• **Text shown**:
..........

Above all else, Treeless Mountain is a testament to the children’s resolve to endure, come what may in this soulful story. Near the film’s end at Jin and Bin’s grandparents farm in Hunghae (which is close to the director’s own childhood home), Kim stages a transcendent moment where the girls turn their heartache and loss into a simple gesture of sacrifice and unadulterated compassion. After the feature-length onslaught of unfortunate news, it’s a perfect life-marches-on restorative, on par with the best instances in the realist oeuvre.

But Kim’s virtuosity with minor-key portraits should come as no surprise; she circled her name as a talent to tab back in 2006 with her autobiographic, penetrative and exceedingly poignant coming-to-America debut, In Between Days. More recently, New York Times film critic A.O. Scott lassoed her into his “neo-neorealist” collective along with filmmakers like Ramin Bahrani and Kelly Reichardt. We sat down with the animated, in-demand director last week to delve deeper into her acclaimed follow-up.

Flavorwire: The story for Treeless Mountain originated as a short story. Describe that original version and how you developed it into this remarkably spare, near-wordless narrative?

..........

• **Record extracts**:
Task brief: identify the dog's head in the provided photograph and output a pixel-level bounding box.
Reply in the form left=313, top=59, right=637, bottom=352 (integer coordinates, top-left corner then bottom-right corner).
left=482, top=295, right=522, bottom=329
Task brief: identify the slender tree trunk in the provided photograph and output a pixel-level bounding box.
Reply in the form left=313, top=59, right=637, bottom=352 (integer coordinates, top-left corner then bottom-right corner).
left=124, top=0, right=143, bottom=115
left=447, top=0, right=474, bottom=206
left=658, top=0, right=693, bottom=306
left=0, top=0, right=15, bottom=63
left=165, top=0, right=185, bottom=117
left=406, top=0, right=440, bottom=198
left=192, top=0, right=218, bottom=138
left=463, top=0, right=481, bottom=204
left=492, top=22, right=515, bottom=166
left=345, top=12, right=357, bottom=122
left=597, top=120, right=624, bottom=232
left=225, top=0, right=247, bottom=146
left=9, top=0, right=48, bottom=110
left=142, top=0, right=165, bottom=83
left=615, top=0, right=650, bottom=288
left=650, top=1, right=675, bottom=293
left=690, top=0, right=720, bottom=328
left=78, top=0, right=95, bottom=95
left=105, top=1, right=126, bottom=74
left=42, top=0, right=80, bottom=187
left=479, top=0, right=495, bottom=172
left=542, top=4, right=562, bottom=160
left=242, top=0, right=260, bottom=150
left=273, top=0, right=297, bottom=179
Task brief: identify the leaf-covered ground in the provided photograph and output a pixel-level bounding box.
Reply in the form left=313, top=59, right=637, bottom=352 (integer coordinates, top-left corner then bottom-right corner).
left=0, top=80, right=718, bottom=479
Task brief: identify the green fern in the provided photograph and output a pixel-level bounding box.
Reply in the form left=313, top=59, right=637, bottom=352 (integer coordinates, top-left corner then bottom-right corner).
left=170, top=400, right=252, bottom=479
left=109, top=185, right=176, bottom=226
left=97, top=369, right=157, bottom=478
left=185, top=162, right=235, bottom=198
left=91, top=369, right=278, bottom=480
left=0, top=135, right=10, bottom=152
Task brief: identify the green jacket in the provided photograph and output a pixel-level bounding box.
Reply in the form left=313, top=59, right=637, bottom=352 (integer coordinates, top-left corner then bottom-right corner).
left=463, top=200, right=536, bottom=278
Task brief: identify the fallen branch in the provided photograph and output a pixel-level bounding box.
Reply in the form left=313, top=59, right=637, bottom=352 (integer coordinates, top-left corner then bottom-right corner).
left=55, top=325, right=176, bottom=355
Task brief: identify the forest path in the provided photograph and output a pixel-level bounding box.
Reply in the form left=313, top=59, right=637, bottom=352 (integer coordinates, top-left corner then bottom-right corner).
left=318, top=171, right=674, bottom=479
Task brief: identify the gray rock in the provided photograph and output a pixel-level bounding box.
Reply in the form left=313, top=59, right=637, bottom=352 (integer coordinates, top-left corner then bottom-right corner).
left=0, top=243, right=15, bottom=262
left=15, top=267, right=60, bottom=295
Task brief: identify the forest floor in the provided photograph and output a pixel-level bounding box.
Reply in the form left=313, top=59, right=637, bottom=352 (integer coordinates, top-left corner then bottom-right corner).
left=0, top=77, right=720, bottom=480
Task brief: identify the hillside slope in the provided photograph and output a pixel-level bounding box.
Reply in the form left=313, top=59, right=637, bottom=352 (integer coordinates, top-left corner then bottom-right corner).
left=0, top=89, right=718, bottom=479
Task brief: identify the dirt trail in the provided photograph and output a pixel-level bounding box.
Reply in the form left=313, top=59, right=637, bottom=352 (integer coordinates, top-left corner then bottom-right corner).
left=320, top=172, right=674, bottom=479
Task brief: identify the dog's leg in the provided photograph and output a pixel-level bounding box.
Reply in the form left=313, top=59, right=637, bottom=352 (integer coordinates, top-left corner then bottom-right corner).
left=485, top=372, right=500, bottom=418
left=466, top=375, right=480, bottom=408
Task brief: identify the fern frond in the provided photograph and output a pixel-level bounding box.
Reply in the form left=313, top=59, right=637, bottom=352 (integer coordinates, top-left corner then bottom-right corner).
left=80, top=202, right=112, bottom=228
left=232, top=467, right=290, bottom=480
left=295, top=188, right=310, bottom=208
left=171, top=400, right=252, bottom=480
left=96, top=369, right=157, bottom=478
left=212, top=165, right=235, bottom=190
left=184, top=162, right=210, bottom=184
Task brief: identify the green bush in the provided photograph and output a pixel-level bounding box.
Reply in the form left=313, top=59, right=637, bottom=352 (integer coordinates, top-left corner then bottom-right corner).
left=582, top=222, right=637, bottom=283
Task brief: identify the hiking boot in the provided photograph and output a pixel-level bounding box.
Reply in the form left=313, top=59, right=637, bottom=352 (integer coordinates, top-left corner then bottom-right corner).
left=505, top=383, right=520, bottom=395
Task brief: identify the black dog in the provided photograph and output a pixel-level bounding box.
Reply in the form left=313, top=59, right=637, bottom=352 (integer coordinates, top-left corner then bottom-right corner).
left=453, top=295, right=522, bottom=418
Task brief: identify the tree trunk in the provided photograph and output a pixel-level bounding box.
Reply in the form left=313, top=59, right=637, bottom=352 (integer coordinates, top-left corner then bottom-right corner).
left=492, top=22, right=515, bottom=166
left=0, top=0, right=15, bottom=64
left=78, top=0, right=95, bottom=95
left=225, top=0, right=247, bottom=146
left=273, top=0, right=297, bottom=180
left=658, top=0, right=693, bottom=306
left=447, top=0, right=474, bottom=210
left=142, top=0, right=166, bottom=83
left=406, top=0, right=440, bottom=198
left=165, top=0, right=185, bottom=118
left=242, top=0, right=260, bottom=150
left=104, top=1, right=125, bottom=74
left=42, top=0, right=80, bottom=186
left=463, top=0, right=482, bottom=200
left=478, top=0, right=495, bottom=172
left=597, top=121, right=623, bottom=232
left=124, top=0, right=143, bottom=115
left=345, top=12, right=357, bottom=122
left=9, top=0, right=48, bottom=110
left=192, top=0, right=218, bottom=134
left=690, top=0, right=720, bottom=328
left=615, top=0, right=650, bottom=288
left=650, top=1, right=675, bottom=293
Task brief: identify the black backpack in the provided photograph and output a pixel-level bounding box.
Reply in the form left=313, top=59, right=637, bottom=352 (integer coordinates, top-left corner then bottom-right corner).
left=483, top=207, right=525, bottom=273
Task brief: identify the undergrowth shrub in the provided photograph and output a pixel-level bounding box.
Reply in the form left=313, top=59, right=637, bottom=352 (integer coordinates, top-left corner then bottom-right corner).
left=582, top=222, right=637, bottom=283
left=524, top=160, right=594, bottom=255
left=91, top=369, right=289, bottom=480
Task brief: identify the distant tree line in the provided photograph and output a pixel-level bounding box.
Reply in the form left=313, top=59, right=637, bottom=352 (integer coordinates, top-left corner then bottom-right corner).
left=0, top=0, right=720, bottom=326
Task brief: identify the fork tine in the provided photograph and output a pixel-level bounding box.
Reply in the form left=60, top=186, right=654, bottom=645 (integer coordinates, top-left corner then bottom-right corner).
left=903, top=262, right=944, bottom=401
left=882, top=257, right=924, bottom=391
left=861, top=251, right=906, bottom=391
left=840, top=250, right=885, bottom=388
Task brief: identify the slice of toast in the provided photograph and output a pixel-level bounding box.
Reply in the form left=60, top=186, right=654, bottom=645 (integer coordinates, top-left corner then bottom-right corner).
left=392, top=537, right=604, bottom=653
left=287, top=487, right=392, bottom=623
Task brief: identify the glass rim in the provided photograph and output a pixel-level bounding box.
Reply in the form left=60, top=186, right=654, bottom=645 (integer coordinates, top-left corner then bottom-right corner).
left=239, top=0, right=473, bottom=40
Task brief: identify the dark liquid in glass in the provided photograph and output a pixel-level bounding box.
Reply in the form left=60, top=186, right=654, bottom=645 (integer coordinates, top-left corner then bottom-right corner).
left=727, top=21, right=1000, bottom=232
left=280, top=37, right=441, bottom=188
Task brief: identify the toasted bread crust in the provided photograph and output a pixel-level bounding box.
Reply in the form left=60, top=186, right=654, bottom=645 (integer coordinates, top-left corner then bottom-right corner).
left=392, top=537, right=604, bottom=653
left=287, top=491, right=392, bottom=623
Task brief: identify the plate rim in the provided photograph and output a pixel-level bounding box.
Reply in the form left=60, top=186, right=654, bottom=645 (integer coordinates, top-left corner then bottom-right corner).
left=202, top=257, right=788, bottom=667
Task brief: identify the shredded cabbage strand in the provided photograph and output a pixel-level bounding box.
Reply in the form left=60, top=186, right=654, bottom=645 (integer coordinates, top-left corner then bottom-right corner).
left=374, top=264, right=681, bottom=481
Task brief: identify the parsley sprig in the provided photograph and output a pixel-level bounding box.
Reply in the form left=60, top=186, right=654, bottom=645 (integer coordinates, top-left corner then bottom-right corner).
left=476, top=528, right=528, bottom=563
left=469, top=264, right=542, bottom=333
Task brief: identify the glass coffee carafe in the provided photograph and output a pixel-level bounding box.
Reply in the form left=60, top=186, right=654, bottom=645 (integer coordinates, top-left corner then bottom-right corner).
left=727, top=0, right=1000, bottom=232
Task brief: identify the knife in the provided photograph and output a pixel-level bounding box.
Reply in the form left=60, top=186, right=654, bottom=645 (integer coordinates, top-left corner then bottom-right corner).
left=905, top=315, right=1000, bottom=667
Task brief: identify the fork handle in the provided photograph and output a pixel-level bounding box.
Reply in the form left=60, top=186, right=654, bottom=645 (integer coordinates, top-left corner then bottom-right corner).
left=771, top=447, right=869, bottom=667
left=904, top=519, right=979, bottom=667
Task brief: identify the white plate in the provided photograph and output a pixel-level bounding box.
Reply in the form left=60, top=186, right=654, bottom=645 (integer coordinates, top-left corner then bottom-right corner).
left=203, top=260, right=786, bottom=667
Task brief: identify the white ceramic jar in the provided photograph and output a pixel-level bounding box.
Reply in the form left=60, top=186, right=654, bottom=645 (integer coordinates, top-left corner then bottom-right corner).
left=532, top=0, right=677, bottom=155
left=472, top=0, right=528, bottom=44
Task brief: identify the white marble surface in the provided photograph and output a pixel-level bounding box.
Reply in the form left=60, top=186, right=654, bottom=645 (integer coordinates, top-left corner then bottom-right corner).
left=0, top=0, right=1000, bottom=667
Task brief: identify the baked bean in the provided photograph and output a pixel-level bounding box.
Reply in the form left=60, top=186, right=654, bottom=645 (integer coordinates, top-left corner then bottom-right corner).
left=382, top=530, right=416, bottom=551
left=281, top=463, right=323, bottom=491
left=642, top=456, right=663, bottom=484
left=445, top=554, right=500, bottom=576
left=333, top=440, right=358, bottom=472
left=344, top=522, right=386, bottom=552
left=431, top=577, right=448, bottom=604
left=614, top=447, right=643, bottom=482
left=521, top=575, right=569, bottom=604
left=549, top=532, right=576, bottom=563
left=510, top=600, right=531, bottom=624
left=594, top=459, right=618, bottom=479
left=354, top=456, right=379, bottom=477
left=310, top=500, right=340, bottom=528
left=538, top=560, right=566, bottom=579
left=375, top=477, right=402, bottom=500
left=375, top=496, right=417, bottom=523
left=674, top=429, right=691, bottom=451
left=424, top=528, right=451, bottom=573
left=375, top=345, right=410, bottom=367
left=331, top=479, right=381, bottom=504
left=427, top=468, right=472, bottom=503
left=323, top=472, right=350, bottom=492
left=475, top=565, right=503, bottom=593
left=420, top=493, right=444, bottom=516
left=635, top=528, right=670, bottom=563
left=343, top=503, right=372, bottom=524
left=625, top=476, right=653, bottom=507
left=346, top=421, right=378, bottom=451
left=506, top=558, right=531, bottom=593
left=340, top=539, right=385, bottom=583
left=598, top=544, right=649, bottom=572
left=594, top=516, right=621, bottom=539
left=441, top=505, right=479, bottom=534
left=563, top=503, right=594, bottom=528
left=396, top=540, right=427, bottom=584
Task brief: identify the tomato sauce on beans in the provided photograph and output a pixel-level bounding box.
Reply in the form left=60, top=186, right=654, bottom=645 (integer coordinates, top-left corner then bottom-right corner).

..........

• **Directive**: Can you restate, word for word, the passage on Treeless Mountain from "Above all else, Treeless" to "the realist oeuvre."? The items above are separate material, unrelated to the passage on Treeless Mountain.

• **Finished answer**:
Above all else, Treeless Mountain is a testament to the children’s resolve to endure, come what may in this soulful story. Near the film’s end at Jin and Bin’s grandparents farm in Hunghae (which is close to the director’s own childhood home), Kim stages a transcendent moment where the girls turn their heartache and loss into a simple gesture of sacrifice and unadulterated compassion. After the feature-length onslaught of unfortunate news, it’s a perfect life-marches-on restorative, on par with the best instances in the realist oeuvre.